_Excerto_
_ _ _ _
Mais tarde, em 2011, inseriu o treino localizado com Pedro Almeida na sua prática diária e começou a correr no ano seguinte. Hoje faz natação às quartas e sextas-feiras, corre às terças, quintas e fins de semana, tem a sessão com a Treino em Casa uma vez por semana e nem sempre cumpre as segundas-feiras de descanso.
«Sem dúvida que por vezes exagero. Toda esta atividade física ocupa-me as noites durante a semana, há dias em que chego a casa depois das 23h00. Já deixei de ir a festas de aniversário ou jantares para poder nadar, e comprometo muitas vezes os meus fins de semana para poder correr», admite Marta,
José Pedro Castro, professor de Filosofia, faz, aos 57 anos faz 1500 abdominais, oito quilómetros de corrida e várias repetições disto e daquilo após um dia de trabalho, seis vezes por semana. Ser teimoso também abona a seu favor: o médico recomendou-lhe uma operação a duas artroses na zona dos meniscos internos, incrivelmente dolorosas, e José decidiu que só a faria se não pudesse evitar. Começou então a exercitar-se três vezes por semana no Bootcamp Portugal (treino de fitness ao ar livre baseado no conceito militar) para muscular a zona afetada, aumentou a carga para os seis treinos após partir um pé e hoje só falha quando o rei faz anos.
«Não gosto da palavra vício. Vício é fumar e beber, e o exercício só é vício quando se faz duas a três horas de ginásio e se usa anabolizantes», desfere. Para ele, o Bootcamp é alegria, um lugar de equilíbrio. «Se a maioria das pessoas não faz o mesmo, porque prefere estar à mesa a comer alarvemente, o problema é dela.»
José Guimarães, profissional de marketing digital além de trabalhar na Pro Runner (uma loja de artigos para corrida), não menospreza este efeito aditivo do exercício que, no seu caso, se deve unicamente às endorfinas libertadas no organismo. «Nunca tomei químicos perigosos para melhorar a minha performance», garante o desportista, assumidamente viciado em correr todos os dias.
«Quando comecei a sentir os efeitos do exercício físico constante, uma das primeiras coisas que fiz foi deixar alimentos perigosos. Os suplementos fazem parte da dieta, em particular os multivitamínicos e a proteína, importante para a recuperação muscular», diz José Guimarães.
O plano de treinos de José não só não contempla dias de descanso como inclui dois por dia, seja no ginásio, na piscina, na bicicleta ou na corrida. Em quatro meses perdeu 15 quilos – ficou com 73 – e ganhou uma alma nova ao especializar-se em equipamento, motivação e métodos de treino, que divulga no seu blogue De Sedentário a Maratonista.
Hoje corre maratonas, faz triatlos, trail running (correr em trilhos na natureza) e sonha com o Ironman, um triatlo de fogo que inclui 3,8 km de natação, 180,2 km de ciclismo e 42,2 km de corrida, com tempo limite de 17 horas.
_ _ _ _
_Dados_
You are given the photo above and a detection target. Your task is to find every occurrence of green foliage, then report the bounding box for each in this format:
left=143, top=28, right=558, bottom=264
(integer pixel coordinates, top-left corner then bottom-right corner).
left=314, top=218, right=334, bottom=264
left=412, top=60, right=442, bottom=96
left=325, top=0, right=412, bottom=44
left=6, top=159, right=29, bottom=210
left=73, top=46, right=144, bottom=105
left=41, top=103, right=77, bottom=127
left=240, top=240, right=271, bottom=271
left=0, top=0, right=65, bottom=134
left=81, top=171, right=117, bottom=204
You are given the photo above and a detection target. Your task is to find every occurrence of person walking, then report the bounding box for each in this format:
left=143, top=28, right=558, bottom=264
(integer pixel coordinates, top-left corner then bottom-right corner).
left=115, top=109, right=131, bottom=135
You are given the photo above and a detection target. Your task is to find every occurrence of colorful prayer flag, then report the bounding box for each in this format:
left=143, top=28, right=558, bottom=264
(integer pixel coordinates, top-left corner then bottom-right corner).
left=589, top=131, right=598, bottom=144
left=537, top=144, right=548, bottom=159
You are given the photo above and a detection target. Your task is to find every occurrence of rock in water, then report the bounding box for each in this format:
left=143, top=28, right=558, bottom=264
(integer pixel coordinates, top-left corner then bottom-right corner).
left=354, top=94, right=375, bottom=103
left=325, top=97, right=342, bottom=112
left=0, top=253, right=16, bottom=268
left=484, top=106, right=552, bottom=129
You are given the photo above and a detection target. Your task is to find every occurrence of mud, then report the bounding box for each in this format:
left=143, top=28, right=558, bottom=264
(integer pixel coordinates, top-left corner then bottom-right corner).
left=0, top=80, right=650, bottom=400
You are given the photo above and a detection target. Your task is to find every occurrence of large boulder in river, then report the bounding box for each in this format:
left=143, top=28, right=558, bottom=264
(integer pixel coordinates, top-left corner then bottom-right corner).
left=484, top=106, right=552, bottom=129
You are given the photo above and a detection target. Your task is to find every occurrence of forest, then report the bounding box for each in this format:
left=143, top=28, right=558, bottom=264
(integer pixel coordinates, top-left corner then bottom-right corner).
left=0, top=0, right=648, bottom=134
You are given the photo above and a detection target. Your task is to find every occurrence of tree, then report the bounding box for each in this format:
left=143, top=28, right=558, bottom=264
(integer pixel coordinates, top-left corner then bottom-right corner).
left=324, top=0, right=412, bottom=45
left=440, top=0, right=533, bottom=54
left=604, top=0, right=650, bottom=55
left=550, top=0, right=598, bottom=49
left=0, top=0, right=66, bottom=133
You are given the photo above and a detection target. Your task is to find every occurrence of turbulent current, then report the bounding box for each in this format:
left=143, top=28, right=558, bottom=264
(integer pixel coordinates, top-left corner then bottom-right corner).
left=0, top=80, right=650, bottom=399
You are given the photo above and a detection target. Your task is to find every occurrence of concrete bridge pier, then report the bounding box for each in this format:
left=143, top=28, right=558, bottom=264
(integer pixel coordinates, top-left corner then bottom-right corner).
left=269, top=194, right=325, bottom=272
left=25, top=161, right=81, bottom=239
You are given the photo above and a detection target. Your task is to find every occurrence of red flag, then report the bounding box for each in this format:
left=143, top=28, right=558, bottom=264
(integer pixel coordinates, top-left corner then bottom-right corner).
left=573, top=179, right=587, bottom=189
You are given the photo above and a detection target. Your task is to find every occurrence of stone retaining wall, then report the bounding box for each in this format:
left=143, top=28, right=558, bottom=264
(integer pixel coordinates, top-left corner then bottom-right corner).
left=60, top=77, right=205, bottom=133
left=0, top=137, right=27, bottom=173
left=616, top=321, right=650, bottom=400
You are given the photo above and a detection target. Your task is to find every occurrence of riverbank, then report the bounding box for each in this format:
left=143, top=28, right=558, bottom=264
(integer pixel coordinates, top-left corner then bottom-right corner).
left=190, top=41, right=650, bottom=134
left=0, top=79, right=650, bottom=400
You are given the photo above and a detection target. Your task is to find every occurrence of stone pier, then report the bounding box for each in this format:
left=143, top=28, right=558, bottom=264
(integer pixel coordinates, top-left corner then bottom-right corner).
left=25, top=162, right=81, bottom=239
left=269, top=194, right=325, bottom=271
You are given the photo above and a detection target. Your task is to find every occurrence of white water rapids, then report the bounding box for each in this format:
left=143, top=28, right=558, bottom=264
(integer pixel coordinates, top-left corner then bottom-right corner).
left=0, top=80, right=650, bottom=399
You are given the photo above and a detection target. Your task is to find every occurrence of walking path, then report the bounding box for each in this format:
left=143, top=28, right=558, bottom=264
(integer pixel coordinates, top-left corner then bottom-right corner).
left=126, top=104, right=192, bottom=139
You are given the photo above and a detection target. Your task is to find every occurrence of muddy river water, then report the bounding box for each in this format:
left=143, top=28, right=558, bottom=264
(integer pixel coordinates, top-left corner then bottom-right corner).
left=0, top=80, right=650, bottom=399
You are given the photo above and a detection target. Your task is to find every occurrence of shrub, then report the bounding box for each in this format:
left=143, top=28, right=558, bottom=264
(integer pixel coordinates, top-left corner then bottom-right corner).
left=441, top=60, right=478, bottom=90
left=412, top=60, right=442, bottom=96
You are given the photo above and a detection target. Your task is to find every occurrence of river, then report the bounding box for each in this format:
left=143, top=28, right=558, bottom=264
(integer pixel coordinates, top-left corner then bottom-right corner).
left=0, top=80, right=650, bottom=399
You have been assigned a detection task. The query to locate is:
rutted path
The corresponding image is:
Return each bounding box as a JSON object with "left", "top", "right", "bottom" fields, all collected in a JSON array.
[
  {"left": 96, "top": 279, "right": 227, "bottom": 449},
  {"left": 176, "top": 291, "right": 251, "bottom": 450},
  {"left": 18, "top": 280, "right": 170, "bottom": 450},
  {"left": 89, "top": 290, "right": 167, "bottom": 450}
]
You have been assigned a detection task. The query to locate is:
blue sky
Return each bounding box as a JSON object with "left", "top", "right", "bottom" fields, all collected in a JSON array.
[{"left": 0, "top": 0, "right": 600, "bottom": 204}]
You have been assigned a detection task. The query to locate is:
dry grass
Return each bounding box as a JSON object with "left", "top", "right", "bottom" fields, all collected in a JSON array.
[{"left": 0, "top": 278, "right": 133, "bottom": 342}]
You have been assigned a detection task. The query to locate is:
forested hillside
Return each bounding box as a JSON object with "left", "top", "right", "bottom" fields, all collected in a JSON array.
_ _ _ _
_Tarefas_
a) Segundo o excerto, quantos quilos perdeu José Guimarães em quatro meses?
b) Repete o trecho do excerto entre "O plano de treinos" e "de 17 horas.", inclusive.

_Respostas_
a) Perdeu 15 quilos e ficou com 73.

b)
O plano de treinos de José não só não contempla dias de descanso como inclui dois por dia, seja no ginásio, na piscina, na bicicleta ou na corrida. Em quatro meses perdeu 15 quilos – ficou com 73 – e ganhou uma alma nova ao especializar-se em equipamento, motivação e métodos de treino, que divulga no seu blogue De Sedentário a Maratonista.
Hoje corre maratonas, faz triatlos, trail running (correr em trilhos na natureza) e sonha com o Ironman, um triatlo de fogo que inclui 3,8 km de natação, 180,2 km de ciclismo e 42,2 km de corrida, com tempo limite de 17 horas.